─── Liste des données ───

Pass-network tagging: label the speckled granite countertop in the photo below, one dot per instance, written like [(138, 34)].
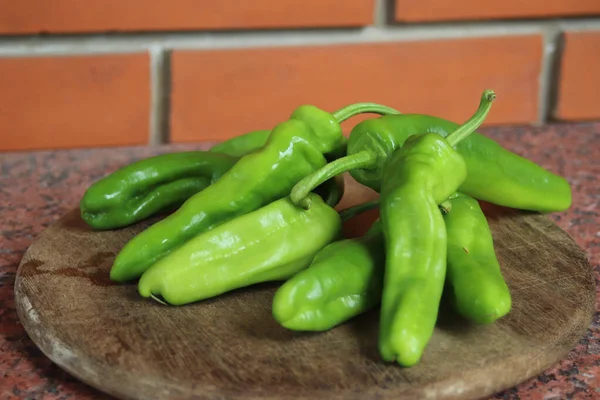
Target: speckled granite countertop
[(37, 188)]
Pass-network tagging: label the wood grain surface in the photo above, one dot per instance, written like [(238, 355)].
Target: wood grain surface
[(231, 347)]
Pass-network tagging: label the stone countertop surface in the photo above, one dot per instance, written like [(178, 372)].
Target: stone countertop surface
[(37, 188)]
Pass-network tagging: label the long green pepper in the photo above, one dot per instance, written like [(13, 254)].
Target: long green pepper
[(294, 149), (161, 183), (416, 178), (495, 174), (345, 279), (269, 244)]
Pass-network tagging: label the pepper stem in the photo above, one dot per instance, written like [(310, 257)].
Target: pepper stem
[(353, 211), (475, 121), (300, 191), (362, 108)]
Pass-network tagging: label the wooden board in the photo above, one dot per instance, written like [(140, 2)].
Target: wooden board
[(231, 347)]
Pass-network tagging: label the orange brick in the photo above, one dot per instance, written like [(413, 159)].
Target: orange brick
[(219, 94), (579, 85), (435, 10), (69, 16), (58, 102)]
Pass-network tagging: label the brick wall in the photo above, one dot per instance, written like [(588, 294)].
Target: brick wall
[(106, 72)]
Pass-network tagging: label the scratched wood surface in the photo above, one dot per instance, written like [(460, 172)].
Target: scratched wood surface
[(230, 346)]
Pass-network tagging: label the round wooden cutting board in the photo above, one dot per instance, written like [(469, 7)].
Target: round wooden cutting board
[(231, 347)]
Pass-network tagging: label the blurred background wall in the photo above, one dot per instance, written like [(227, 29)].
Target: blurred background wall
[(90, 73)]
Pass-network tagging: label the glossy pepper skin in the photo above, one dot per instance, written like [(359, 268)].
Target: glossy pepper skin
[(269, 244), (495, 174), (241, 145), (146, 187), (479, 291), (344, 280), (294, 149), (416, 178), (156, 184)]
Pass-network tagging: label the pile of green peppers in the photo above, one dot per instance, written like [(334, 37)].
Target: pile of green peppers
[(261, 207)]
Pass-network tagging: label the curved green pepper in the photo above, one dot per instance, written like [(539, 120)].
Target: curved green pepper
[(478, 289), (344, 280), (269, 244), (241, 145), (423, 173), (294, 149), (495, 174), (146, 187)]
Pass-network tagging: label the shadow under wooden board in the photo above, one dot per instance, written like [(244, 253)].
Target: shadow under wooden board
[(231, 347)]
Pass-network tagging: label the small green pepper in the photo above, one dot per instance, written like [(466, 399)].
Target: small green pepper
[(294, 149), (269, 244), (160, 183), (474, 277), (344, 280), (416, 178)]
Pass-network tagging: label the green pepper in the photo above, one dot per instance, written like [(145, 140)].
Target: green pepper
[(478, 289), (241, 145), (146, 187), (270, 244), (294, 149), (495, 174), (344, 280), (423, 173)]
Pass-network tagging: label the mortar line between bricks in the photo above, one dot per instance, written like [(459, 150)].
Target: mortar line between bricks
[(159, 95), (380, 12), (131, 43), (548, 79)]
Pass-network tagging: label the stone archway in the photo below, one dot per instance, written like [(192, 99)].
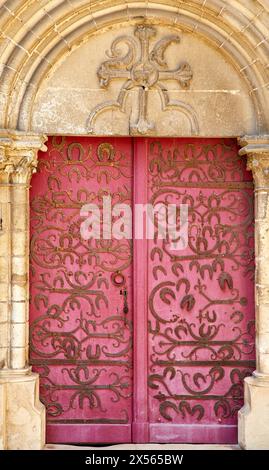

───

> _Énoncé du problème_: Recopiez à l'identique les lignes du matériel ci-dessus : commencez à la ligne qui contient "Pass-network tagging: label the wooden" et arrêtez-vous après celle qui contient "[(219, 94), (579, 85), (435, 10), (69, 16), (58, 102)]", ces deux lignes comprises.

> _Réponse au problème_:
Pass-network tagging: label the wooden board in the photo above, one dot per instance, written like [(140, 2)].
Target: wooden board
[(231, 347)]
Pass-network tagging: label the orange brick in the photo above, one dot per instance, written like [(413, 159)].
Target: orange brick
[(219, 94), (579, 85), (435, 10), (69, 16), (58, 102)]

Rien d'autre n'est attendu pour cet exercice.